>> BEGIN

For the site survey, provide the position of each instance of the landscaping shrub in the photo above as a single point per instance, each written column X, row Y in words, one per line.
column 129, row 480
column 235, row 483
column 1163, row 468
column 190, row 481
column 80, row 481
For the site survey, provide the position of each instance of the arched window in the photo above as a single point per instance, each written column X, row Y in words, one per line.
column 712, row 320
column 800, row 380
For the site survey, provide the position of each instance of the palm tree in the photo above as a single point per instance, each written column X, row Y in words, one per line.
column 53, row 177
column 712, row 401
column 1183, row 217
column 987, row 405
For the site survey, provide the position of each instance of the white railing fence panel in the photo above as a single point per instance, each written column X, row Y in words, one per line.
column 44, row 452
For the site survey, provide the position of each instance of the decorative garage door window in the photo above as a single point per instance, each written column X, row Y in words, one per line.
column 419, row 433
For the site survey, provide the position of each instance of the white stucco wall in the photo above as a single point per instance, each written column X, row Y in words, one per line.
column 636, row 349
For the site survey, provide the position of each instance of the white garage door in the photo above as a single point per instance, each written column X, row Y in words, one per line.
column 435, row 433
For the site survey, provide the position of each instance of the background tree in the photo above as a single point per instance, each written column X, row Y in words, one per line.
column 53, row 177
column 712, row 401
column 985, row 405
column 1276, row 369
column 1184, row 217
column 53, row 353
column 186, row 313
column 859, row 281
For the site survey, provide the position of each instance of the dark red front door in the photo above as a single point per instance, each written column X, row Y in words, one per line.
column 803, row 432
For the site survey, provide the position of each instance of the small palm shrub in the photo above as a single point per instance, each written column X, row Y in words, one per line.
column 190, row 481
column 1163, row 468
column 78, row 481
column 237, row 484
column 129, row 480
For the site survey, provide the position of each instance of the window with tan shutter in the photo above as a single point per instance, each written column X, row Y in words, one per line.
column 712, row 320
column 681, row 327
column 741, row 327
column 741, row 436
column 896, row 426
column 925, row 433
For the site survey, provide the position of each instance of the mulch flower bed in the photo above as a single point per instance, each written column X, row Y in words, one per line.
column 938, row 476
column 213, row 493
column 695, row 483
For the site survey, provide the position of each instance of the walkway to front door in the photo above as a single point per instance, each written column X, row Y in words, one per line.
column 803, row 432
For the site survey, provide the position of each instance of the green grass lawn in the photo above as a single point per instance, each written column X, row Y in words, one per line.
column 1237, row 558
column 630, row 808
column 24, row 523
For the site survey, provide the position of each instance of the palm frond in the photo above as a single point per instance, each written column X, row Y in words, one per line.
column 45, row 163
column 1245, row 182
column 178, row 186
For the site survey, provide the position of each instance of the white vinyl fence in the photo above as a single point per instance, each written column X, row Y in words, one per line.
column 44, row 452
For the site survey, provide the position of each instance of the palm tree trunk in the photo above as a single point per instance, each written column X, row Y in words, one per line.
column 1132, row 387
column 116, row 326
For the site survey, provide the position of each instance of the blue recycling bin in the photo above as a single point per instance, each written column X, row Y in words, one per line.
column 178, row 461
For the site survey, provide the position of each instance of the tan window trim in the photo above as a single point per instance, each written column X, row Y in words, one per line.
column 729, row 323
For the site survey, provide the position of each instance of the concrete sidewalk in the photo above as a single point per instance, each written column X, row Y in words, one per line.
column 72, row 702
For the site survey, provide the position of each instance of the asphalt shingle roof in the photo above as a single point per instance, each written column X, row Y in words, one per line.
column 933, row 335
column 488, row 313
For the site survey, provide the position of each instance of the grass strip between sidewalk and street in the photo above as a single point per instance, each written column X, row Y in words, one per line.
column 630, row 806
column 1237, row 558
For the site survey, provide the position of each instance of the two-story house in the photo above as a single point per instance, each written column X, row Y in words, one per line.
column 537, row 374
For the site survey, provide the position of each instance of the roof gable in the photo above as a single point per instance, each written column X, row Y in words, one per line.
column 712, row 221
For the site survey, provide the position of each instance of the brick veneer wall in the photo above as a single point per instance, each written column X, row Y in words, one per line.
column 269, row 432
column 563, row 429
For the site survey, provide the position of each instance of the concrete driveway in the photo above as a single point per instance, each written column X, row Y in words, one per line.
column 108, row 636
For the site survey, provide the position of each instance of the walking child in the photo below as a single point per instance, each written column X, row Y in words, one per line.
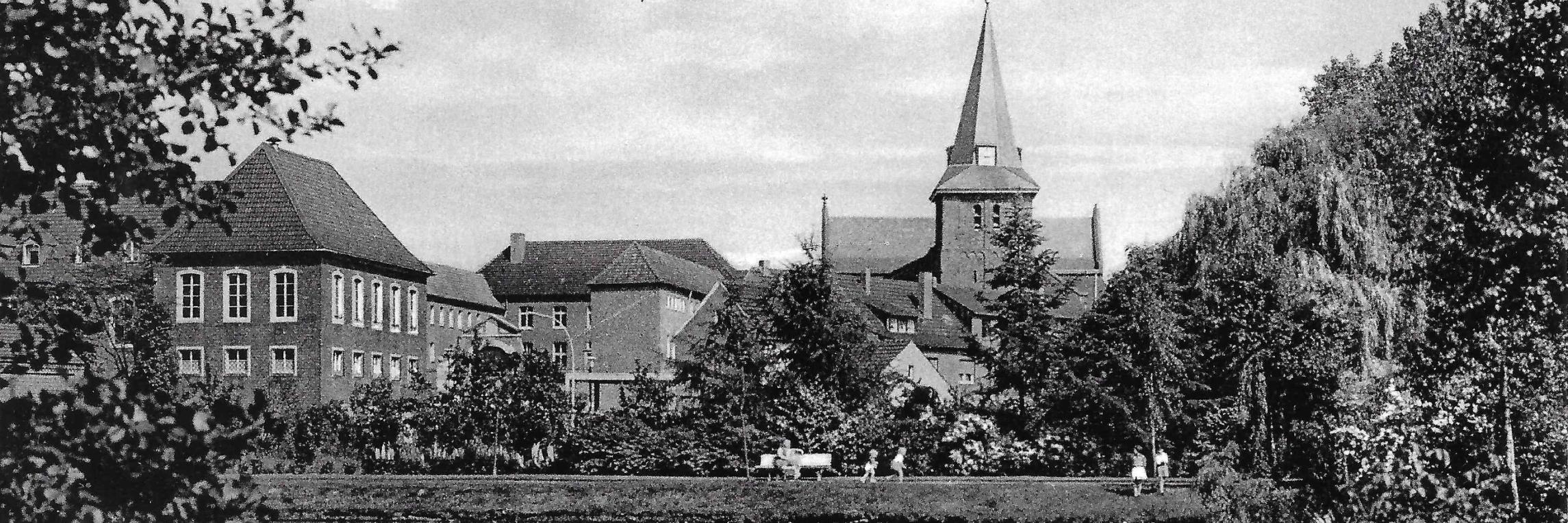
column 898, row 462
column 871, row 469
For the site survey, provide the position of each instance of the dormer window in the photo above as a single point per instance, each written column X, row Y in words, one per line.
column 900, row 324
column 31, row 254
column 985, row 155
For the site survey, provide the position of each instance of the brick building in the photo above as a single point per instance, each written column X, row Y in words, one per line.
column 305, row 296
column 606, row 307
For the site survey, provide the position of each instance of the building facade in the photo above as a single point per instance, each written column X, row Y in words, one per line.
column 306, row 295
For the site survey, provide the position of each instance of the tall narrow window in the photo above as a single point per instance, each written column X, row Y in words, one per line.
column 284, row 361
column 377, row 304
column 31, row 254
column 338, row 298
column 396, row 315
column 413, row 311
column 237, row 295
column 559, row 355
column 985, row 155
column 286, row 295
column 190, row 296
column 237, row 361
column 359, row 301
column 192, row 362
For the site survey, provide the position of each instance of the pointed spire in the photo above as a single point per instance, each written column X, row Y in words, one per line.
column 825, row 231
column 985, row 119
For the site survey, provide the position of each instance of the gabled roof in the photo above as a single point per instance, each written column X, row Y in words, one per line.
column 564, row 268
column 878, row 243
column 640, row 264
column 294, row 203
column 460, row 285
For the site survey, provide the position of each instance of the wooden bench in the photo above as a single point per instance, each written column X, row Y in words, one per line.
column 815, row 462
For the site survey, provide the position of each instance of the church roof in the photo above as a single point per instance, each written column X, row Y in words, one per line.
column 640, row 264
column 565, row 268
column 294, row 203
column 888, row 243
column 455, row 284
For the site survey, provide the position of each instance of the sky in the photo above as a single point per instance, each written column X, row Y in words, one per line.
column 729, row 119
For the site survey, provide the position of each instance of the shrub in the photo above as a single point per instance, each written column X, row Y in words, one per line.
column 107, row 453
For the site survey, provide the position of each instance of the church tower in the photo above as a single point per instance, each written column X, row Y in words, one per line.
column 985, row 176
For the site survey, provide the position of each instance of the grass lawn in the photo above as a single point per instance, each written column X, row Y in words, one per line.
column 737, row 497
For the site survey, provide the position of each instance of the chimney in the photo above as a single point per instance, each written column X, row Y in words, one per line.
column 926, row 295
column 520, row 246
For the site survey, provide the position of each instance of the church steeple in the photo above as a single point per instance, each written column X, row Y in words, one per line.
column 985, row 131
column 985, row 121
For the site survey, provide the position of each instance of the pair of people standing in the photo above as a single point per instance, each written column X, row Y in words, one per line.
column 1140, row 470
column 896, row 464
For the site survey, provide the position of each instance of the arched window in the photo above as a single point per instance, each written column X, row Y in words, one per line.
column 396, row 315
column 413, row 311
column 286, row 295
column 190, row 293
column 377, row 304
column 359, row 301
column 237, row 295
column 338, row 298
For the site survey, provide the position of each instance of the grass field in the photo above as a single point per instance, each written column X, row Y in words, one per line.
column 305, row 495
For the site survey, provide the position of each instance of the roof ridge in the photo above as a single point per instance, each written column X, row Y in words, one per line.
column 294, row 207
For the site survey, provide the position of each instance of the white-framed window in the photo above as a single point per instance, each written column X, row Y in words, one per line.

>> END

Prompt – Give all the data above again with every "site survey" swapped for "property inspection" and nothing else changed, leaving out the pictures.

Written solution –
For the property inspection, provide the position of each instance of the landscaping shrub in the photo above as a single point per instance, each written column X, row Y in words, one per line.
column 129, row 480
column 235, row 483
column 1163, row 468
column 190, row 481
column 80, row 481
For the property inspection, provide the position of each instance of the arched window in the photo above as a single point per instance, each written column X, row Y in words, one per line.
column 712, row 320
column 800, row 380
For the property inspection, provide the position of each instance of the palm tree in the photo above as a single point per instance, each written column X, row Y in words, one per line.
column 53, row 177
column 712, row 401
column 1183, row 217
column 987, row 405
For the property inspection, provide the position of each instance of the white railing fence panel in the photo above as a single point per instance, each written column X, row Y in words, one per line.
column 44, row 452
For the property inspection, provide the position of each instance of the decorative garage door window in the photo above as a single point per instance, each written column X, row Y in words, one per line.
column 419, row 433
For the property inspection, provide the position of each instance of the white stucco wall in the photo above as a single point per instance, each written column X, row Y in words, one per line.
column 636, row 349
For the property inspection, provide the position of each instance of the white garage door in the photo above as a single point per instance, each written column X, row Y in words, one per line.
column 435, row 433
For the property inspection, provide the position of each instance of the background tree in the photo above as a single point per instance, each written column X, row Y in words, one per line.
column 53, row 177
column 712, row 401
column 985, row 405
column 1276, row 369
column 1184, row 217
column 53, row 353
column 186, row 313
column 859, row 281
For the property inspection, provide the position of each instance of the dark red front door in the photo above as a single point per instance, each written column X, row Y in words, one per line.
column 803, row 432
For the property inspection, provide the position of each instance of the small palm shrub in the photo above as a single point per instance, each written column X, row Y in words, one per line.
column 190, row 481
column 1163, row 468
column 78, row 481
column 237, row 484
column 129, row 480
For the property inspection, provide the position of each instance of the window with tan shutter in the photo above as a single point per instance, each written column X, row Y in words, one per line.
column 712, row 320
column 681, row 327
column 741, row 327
column 741, row 436
column 896, row 426
column 925, row 433
For the property inspection, provide the position of each instance of the mulch flower bed in the photo above as a single point per instance, each written column X, row Y in words, one per line.
column 938, row 476
column 213, row 493
column 695, row 483
For the property inspection, provide the position of each instance of the walkway to front door in the photo above as a single point per instance, each written column X, row Y in words, one per line.
column 803, row 432
For the property inspection, provide the position of each instance of the green grass lawn in the photo above as a single point per instance, each written column X, row Y in words, one per line.
column 1237, row 558
column 630, row 808
column 24, row 523
For the property inspection, provide the position of each instance of the palm frond in the photo above as a single point per instance, each written column X, row Y in words, one per line.
column 45, row 163
column 1245, row 182
column 178, row 186
For the property inspection, provide the position of each instance of the white vinyl fence in the photo above as a single point per instance, each written column X, row Y in words, one per line.
column 44, row 452
For the property inspection, provide the position of each instance of the palm tree trunk in the photo above as a single point per instance, each written column X, row Y in words, one per line.
column 1132, row 387
column 116, row 326
For the property inspection, provide the position of each instance of the blue recycling bin in the photo above as a single point per instance, each written column X, row Y in words, one per line.
column 178, row 461
For the property inspection, provide the position of each instance of the tan window trim in the photo above as a single point per instance, each written column X, row Y in words, one per line.
column 729, row 323
For the property inspection, provide the position of each instance of the concrete sidewalk in the photo above as a single point per instance, each written column X, row Y in words, one per line.
column 72, row 702
For the property inspection, provide the position of each instance of the asphalt shingle roof in the photo above as a single point per instance, each written column X, row Y in words, one per line.
column 933, row 335
column 488, row 313
For the property inspection, provide the position of each instance of the grass strip between sidewalk and street in the photo above as a single point per instance, each written column X, row Y in words, one per line.
column 630, row 806
column 1237, row 558
For the property inspection, provide the position of each instance of the two-story house in the photo above as a single point per instance, each written column X, row Y in words, one per line.
column 537, row 374
For the property inspection, provide the position of each instance of the roof gable in the photo above as a single point per instance, each written column X, row Y in words, one per line.
column 712, row 221
For the property inspection, provide the position of each instance of the brick veneer wall in the photo above as a single point per instance, each written column X, row Y in words, one per line.
column 269, row 432
column 563, row 429
For the property inspection, provide the position of each instance of the concrete driveway in the photo above as a single point per instance, each written column X, row Y in words, one per line.
column 108, row 636
For the property inspection, provide the position of each instance of the walking child in the photo below as a single point per instance, each written column X, row Y in words, one per line.
column 898, row 462
column 871, row 469
For the property inspection, provide the position of each instance of the dormer window in the photo above as a single point per instance, each written column X, row Y in words, one per line.
column 900, row 324
column 31, row 254
column 985, row 155
For the property inspection, provide the position of each instance of the brick building in the photo above as a single point per instance, each written column X, row Y in words, one per line.
column 305, row 296
column 606, row 307
For the property inspection, provide the position of each instance of the building facade in the photo above as a single point per instance, each written column X, row Y in words, one per line.
column 306, row 295
For the property inspection, provide the position of each instance of the tall narrow window in the photo above as a single point per instance, each written column X, row Y in words, one per line.
column 284, row 361
column 377, row 304
column 31, row 254
column 338, row 298
column 396, row 315
column 413, row 311
column 237, row 295
column 559, row 355
column 985, row 155
column 286, row 295
column 190, row 296
column 237, row 361
column 359, row 301
column 192, row 362
For the property inspection, provide the position of each instance of the pointed spire in the photo above as a single point per instance, each written column X, row Y in words, one per line.
column 825, row 231
column 985, row 119
For the property inspection, provide the position of each instance of the gabled roof in the photo above as a single point per instance, each written column X, row Y in words, one per line.
column 564, row 268
column 878, row 243
column 640, row 264
column 294, row 203
column 460, row 285
For the property inspection, provide the position of each instance of the wooden bench in the photo above as a single point per instance, each written column X, row Y in words, one per line.
column 815, row 462
For the property inspection, provide the position of each instance of the church roof in the photo above as a single point per instance, each written column X, row Y in words, one per line.
column 640, row 264
column 565, row 268
column 294, row 203
column 888, row 243
column 455, row 284
For the property inspection, provide the position of each instance of the sky in the photo above as a single point per instance, each written column X, row Y in words, one per line.
column 729, row 119
For the property inspection, provide the position of each instance of the shrub in the photo above as a single point per instance, each written column X, row Y in words, one per line.
column 107, row 453
For the property inspection, provide the position of each instance of the church tower in the photo above as a single point per instance, each written column X, row Y in words, one per line.
column 985, row 176
For the property inspection, provide the position of each instance of the grass lawn in the photo above as a single point per instance, each written column X, row Y in words, one per line.
column 737, row 497
For the property inspection, provide the position of each instance of the chimney in the photo above as a single point per instance, each written column X, row Y in words, one per line.
column 926, row 295
column 520, row 246
For the property inspection, provide the position of each instance of the church steeple in the photo above as a single point per instance, each written column X, row Y in words, one per line.
column 985, row 131
column 985, row 121
For the property inspection, provide the position of each instance of the pair of people standing in the photo above as a single point per instance, each written column X, row Y in words, one per line.
column 1140, row 470
column 896, row 464
For the property inspection, provide the position of each instance of the arched window in the photo above as a single point per instance, each written column X, row Y in words, one per line.
column 396, row 315
column 413, row 311
column 286, row 295
column 190, row 293
column 377, row 304
column 359, row 301
column 237, row 295
column 338, row 298
For the property inspection, provide the position of each instance of the grass field in the photo above as a single point per instance, each written column X, row Y in words, one per line.
column 305, row 495
For the property inspection, provide the position of each instance of the roof ridge in the photo above as a single point per instance, each written column X, row Y in words, one per line.
column 294, row 207
For the property inspection, provide the position of each instance of the white-framed window in the photo above as a single point per instance, each written column X, row Y in words, one per line.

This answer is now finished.